▸ **Exercise goal**: Copy every line of the records below where the word "segment" occurs.

Entries taken from a collection
——
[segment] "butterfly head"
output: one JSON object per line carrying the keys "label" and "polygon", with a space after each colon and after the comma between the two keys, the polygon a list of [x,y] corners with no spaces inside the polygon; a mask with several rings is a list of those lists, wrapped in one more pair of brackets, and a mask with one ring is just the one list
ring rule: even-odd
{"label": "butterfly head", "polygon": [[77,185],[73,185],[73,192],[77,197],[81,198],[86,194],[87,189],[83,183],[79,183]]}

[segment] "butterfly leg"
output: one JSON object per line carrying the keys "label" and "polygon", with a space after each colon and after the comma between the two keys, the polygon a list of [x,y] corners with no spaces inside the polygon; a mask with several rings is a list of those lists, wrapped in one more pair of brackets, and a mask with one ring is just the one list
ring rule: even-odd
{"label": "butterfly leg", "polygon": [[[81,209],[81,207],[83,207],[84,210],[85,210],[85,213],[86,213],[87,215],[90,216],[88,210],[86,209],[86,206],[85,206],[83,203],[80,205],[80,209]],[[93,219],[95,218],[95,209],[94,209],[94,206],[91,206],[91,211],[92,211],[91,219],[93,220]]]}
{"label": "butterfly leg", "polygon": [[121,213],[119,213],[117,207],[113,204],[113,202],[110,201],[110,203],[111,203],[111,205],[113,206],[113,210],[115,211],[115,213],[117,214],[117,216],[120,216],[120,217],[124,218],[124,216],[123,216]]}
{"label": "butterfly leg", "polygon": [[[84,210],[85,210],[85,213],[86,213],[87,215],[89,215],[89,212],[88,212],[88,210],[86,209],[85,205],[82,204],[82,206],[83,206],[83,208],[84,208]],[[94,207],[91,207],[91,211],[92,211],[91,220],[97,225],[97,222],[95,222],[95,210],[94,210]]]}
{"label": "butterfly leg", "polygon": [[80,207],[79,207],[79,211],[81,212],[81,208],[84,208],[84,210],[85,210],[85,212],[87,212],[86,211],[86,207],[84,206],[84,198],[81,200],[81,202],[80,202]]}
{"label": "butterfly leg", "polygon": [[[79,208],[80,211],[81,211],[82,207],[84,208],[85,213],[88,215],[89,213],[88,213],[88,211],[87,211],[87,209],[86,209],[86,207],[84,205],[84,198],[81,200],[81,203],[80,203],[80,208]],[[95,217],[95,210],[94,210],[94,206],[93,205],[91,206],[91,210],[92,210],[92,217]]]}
——
▸ **Answer to the exercise**:
[segment] "butterfly head"
[segment] "butterfly leg"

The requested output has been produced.